_Given data_
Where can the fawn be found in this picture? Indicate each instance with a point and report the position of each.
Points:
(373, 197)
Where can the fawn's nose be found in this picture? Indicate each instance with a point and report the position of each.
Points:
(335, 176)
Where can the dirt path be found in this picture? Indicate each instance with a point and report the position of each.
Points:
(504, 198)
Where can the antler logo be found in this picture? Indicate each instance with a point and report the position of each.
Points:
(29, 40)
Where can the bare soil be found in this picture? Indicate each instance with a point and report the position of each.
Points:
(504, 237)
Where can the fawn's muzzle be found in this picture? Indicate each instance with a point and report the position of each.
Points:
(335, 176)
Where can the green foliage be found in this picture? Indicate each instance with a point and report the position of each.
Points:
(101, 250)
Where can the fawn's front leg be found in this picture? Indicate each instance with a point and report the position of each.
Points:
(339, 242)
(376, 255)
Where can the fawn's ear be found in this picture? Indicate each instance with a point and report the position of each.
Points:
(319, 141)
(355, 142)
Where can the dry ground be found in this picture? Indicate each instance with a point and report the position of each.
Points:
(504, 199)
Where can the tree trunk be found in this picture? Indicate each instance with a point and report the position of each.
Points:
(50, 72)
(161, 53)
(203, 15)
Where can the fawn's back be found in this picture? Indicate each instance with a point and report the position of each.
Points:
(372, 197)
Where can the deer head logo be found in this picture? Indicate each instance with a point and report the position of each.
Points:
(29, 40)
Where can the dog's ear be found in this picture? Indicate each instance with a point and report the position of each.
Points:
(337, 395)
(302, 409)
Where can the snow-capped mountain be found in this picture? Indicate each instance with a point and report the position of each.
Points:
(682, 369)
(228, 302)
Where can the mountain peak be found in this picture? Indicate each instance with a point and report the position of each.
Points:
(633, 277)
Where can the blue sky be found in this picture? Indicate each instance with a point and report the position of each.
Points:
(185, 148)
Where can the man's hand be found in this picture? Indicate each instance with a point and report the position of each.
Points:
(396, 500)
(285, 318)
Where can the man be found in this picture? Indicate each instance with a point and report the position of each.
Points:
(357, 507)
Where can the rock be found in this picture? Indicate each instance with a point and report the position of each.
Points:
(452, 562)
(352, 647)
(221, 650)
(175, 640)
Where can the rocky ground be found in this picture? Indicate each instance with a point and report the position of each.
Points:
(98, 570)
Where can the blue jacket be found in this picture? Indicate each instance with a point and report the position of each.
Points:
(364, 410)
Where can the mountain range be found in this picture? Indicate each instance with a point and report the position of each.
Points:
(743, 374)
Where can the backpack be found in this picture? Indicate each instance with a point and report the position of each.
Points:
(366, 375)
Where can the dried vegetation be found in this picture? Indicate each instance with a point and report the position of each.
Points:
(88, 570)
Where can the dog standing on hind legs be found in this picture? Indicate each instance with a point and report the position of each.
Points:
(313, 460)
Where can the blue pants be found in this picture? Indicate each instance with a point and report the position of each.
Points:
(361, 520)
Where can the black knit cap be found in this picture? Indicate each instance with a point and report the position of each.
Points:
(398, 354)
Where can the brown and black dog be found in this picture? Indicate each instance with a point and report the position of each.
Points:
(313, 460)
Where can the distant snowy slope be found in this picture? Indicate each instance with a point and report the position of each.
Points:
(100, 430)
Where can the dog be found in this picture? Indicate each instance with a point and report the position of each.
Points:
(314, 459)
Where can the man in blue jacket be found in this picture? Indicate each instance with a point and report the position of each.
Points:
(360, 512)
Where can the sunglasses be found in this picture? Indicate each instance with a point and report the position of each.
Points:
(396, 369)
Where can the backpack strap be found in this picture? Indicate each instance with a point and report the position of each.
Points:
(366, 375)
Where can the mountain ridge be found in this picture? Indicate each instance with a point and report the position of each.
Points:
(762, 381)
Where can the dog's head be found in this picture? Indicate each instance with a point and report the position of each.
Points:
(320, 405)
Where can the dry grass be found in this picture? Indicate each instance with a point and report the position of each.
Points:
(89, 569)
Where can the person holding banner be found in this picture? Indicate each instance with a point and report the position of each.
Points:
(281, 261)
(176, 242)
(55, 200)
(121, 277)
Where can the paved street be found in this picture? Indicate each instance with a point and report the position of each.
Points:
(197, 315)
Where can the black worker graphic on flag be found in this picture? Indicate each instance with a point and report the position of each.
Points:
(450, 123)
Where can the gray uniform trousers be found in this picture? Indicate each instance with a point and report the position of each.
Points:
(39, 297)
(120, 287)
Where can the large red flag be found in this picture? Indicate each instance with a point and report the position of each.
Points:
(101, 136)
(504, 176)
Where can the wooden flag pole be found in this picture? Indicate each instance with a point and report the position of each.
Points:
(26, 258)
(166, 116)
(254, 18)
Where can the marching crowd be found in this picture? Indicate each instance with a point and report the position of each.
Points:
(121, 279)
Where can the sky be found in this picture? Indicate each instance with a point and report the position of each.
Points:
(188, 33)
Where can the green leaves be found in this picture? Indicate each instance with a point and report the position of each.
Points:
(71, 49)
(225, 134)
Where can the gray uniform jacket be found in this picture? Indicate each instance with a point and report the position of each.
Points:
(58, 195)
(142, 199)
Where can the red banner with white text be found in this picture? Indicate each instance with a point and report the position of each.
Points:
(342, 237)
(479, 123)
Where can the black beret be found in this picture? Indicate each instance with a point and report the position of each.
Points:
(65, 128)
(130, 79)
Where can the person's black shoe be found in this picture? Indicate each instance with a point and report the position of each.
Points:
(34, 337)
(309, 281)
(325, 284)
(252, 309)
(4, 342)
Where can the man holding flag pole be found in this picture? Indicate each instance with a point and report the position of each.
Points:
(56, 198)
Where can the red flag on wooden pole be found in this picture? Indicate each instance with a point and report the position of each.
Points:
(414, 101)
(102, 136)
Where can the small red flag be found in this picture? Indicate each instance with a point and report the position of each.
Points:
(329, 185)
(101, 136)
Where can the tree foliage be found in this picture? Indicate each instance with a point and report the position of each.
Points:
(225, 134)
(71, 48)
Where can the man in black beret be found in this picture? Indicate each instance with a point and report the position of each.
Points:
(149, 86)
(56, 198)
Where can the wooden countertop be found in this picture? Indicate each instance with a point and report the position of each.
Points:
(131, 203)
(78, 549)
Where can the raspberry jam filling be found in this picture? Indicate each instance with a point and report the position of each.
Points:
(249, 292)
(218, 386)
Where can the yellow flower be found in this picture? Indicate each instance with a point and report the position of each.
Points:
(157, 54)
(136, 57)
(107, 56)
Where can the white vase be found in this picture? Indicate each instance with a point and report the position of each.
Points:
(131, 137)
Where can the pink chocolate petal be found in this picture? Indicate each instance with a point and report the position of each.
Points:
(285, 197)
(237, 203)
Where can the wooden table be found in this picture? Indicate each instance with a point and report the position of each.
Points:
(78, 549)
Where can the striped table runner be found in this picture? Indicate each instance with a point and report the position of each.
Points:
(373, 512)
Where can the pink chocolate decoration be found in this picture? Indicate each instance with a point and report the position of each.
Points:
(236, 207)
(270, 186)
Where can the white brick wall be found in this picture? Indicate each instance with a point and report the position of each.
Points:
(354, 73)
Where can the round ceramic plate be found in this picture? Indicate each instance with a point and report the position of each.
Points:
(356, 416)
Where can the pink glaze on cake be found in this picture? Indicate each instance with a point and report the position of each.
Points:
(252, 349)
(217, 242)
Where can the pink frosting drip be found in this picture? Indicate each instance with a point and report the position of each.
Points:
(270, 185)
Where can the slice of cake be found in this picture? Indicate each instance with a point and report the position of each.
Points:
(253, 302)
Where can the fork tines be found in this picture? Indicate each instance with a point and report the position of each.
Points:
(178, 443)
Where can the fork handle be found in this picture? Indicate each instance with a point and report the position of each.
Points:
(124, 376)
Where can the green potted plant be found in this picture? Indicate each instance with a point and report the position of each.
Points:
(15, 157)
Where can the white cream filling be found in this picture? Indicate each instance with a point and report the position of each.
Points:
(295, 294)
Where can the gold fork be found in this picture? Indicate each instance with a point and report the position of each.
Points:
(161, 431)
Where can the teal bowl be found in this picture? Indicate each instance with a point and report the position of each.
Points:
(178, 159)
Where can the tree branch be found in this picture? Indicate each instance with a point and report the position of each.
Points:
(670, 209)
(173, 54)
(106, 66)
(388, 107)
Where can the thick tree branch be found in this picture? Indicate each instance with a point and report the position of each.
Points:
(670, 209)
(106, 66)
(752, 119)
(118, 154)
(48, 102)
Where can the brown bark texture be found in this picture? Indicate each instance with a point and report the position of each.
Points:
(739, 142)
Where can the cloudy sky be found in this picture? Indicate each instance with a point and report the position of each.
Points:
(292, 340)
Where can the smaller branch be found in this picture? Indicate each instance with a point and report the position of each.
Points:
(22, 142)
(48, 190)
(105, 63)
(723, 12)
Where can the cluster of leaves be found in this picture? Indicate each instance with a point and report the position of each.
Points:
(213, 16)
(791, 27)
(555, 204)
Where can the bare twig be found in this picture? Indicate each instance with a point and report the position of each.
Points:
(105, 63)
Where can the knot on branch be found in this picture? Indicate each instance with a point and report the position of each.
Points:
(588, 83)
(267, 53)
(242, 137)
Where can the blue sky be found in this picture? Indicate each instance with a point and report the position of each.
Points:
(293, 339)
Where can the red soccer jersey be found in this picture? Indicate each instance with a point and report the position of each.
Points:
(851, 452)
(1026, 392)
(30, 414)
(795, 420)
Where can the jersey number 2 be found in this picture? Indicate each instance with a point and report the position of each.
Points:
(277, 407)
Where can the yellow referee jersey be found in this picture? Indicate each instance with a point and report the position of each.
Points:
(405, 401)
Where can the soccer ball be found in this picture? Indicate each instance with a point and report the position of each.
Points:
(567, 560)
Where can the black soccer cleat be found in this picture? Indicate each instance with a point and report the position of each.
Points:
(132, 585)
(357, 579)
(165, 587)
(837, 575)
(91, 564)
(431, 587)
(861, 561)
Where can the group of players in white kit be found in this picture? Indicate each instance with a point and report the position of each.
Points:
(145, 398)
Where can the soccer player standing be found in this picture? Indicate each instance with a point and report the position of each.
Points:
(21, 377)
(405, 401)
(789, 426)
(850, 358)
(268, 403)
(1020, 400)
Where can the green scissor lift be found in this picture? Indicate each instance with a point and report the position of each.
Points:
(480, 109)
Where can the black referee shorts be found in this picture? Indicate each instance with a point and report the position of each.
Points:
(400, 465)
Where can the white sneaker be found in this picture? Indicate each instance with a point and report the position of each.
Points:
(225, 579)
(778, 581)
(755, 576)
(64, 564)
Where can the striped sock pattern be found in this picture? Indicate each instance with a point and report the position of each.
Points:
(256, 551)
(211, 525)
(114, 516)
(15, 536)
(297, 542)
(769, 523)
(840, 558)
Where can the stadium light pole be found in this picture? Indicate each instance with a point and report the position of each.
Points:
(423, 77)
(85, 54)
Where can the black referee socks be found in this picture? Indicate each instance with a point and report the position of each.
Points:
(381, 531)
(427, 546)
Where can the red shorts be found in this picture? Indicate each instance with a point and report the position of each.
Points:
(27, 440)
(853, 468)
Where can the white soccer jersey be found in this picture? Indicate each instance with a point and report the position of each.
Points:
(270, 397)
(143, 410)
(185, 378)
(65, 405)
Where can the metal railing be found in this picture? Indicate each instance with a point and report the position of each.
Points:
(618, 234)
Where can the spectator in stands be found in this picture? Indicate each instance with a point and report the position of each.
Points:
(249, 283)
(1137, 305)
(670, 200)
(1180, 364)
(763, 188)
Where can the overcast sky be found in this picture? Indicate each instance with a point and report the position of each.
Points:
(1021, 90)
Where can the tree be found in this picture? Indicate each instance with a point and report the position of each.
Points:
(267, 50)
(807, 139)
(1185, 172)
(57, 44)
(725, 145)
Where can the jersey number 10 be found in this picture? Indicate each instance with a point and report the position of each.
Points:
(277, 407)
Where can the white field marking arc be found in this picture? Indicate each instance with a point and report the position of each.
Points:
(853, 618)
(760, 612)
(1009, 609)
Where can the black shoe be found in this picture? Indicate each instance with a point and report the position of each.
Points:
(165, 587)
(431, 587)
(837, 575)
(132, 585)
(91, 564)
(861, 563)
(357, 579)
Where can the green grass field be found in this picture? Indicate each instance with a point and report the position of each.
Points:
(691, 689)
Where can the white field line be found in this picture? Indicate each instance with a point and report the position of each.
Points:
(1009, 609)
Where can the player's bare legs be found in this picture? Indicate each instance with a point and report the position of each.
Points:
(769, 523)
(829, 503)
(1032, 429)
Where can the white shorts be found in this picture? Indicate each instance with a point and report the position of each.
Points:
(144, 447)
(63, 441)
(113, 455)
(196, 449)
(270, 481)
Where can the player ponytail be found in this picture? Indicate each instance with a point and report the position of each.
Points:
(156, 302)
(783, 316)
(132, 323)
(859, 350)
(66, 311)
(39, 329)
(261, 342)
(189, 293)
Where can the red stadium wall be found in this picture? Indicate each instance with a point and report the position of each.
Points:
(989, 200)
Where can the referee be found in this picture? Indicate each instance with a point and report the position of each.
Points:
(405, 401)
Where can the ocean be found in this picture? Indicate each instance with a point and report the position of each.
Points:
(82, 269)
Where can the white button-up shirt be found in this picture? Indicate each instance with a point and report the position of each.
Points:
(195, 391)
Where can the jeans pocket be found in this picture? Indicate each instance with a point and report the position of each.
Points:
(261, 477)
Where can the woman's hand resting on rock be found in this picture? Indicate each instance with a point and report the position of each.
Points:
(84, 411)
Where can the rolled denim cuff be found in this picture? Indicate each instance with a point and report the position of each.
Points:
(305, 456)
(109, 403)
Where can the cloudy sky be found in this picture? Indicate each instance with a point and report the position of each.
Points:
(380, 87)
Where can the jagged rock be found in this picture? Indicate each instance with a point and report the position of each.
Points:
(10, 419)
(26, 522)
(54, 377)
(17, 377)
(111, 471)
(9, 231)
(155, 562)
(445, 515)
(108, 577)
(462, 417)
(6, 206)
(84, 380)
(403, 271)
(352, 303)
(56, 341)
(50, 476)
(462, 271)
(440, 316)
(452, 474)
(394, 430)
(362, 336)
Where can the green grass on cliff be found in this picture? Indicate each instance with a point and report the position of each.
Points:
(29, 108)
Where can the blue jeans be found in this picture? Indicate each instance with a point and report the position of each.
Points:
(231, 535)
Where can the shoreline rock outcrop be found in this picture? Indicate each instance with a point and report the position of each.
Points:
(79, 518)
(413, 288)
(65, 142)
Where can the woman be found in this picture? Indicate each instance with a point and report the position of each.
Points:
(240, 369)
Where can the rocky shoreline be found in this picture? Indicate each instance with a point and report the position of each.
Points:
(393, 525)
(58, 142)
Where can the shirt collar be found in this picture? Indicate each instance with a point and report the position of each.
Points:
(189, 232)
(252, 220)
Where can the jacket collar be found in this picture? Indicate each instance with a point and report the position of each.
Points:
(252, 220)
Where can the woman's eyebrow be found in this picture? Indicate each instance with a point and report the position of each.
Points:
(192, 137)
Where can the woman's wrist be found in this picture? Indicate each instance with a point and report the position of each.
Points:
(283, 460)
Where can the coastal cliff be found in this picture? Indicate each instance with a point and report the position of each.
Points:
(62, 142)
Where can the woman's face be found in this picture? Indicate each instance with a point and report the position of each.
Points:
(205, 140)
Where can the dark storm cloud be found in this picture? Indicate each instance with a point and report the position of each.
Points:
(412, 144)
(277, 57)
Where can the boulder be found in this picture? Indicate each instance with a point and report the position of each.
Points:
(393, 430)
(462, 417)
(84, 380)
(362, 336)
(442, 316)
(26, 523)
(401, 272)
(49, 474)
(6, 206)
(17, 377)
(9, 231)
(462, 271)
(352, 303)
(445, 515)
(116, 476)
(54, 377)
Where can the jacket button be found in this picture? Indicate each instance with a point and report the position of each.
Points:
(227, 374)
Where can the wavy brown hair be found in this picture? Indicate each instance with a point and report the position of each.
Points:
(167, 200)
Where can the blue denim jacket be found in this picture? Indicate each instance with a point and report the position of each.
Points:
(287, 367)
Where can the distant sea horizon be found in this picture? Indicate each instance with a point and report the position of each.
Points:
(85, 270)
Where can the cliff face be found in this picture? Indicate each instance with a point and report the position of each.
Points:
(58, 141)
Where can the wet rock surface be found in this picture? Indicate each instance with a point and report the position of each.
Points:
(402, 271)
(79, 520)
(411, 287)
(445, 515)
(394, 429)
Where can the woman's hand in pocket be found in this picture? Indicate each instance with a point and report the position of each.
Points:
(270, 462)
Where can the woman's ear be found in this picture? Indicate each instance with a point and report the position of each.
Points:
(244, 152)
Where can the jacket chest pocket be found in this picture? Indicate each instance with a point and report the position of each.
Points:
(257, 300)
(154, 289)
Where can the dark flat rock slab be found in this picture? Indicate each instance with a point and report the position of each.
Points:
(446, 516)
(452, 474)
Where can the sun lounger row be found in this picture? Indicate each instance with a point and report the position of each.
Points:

_Task brief_
Copy out all lines above holding "stadium".

_Your response_
Where can the stadium light pole be found in this picture? Indicate each instance with a point and report the position of each.
Where can the red stadium wall be found in this picture? Indicate each instance with a point and report the position of each.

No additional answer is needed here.